* Data listing *
+++

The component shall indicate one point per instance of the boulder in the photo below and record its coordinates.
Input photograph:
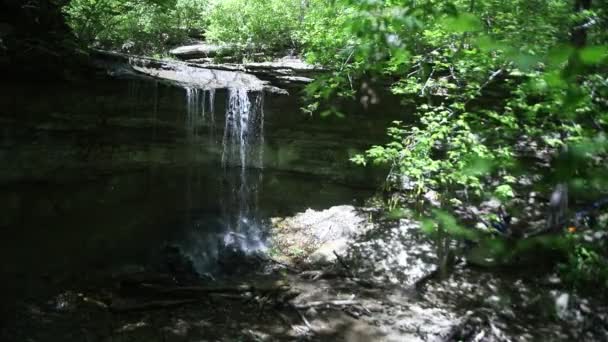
(202, 50)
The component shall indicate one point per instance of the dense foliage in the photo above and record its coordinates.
(142, 26)
(149, 26)
(255, 25)
(503, 101)
(510, 100)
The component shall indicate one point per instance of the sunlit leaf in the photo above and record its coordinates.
(463, 23)
(594, 54)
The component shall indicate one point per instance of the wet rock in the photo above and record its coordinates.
(203, 50)
(561, 305)
(400, 250)
(317, 234)
(326, 254)
(179, 73)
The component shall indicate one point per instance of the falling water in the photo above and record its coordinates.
(243, 130)
(200, 105)
(242, 162)
(242, 153)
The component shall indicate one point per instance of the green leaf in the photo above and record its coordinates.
(463, 23)
(559, 55)
(594, 54)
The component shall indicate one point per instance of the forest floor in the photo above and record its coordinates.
(382, 287)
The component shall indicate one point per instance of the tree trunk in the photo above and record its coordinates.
(579, 33)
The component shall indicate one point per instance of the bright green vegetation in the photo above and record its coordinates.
(138, 25)
(151, 26)
(509, 97)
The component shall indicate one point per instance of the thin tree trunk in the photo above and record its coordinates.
(579, 33)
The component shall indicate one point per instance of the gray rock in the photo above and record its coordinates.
(202, 50)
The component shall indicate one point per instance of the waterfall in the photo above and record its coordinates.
(239, 228)
(243, 130)
(197, 110)
(242, 153)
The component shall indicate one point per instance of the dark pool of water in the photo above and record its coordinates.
(104, 175)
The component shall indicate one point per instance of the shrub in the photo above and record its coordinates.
(255, 25)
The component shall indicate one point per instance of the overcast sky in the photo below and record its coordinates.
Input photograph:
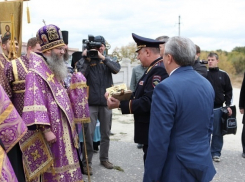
(211, 24)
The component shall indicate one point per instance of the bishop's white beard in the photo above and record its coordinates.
(57, 66)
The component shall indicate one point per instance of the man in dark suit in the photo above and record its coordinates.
(181, 120)
(140, 102)
(241, 107)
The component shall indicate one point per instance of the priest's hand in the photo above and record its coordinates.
(50, 137)
(106, 95)
(113, 103)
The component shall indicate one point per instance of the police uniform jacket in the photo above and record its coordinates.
(222, 86)
(98, 75)
(140, 103)
(242, 98)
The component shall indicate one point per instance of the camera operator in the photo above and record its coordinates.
(98, 72)
(198, 65)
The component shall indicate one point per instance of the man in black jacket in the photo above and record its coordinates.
(98, 73)
(241, 107)
(140, 102)
(198, 67)
(223, 94)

+++

* AIM OF THE EXERCISE *
Restate the entire listing word for word, excluding pictures.

* ANSWER TO THE EXERCISE *
The component shall indicate one point per instance of the boulder in the photo below and record its coordinates.
Input photograph:
(202, 50)
The component shall indicate one point per instance of the dense foliage in the photo above and record its coordinates.
(142, 26)
(149, 26)
(255, 25)
(503, 101)
(510, 100)
The component shall indicate one point per instance of the sunlit leaf in the photo above and record its coordinates.
(463, 23)
(594, 54)
The component shall indicate one point per instance of the wet rock in the photo above and record its coordinates.
(203, 50)
(561, 305)
(400, 250)
(317, 234)
(326, 254)
(179, 73)
The component shall indicate one point per instance of the falling water in the photo above and record its coordinates.
(243, 130)
(200, 105)
(242, 162)
(242, 153)
The component shall indicate one point per instance of the green leaf in the photo above and record its coordinates.
(463, 23)
(559, 55)
(594, 54)
The component shall indicate one point per instance of the forest floor in the photo above and record its coordinates.
(382, 287)
The component shall indicate one point per instance of the tree trunk in the photo above and record its coordinates.
(579, 33)
The component shall indicate one point per instance of the bright green vegetation in the photo above and record its coordinates.
(138, 25)
(151, 26)
(509, 97)
The component shall indicate one point per instance of the thin tree trunk in the photo above and record its coordinates.
(579, 33)
The component shall indicate one point per instance of the gray rock in the photo above and record its coordinates.
(202, 50)
The component shall indicate one point per instance of the waterfall in the photo above and record its coordinates.
(239, 228)
(243, 130)
(197, 110)
(242, 153)
The component shall indicate one point per instance of the dark pool of water in the photo above and record its coordinates.
(104, 175)
The component shall indicate one point per instance of the shrub in the photo above and record its coordinates.
(255, 25)
The component shall indicate one point per instance of the overcast sky in the photo below and record its coordinates.
Input photograph:
(211, 24)
The component shall indicate one point per instance of the bishop's white beard in the photo above and record its coordinates.
(57, 66)
The component shall indicate one point per instance of the man in dark suit in the photo above and record its coordinates.
(181, 120)
(140, 102)
(241, 107)
The component shall indicate one point per instance of the priest's hand in the photo above and record its coordinates.
(50, 137)
(106, 95)
(113, 103)
The component shall indicate one point per instance of the police uniform jacket in the photo above and record its coordinates.
(222, 86)
(98, 75)
(140, 103)
(242, 98)
The component shall indicate one point per instance of the camera operator in the photo above and record its coordinates.
(98, 72)
(198, 65)
The component shall indicate one point per instance of the man in black jacket in the photo above and record its coordinates.
(98, 73)
(241, 107)
(140, 102)
(198, 67)
(223, 94)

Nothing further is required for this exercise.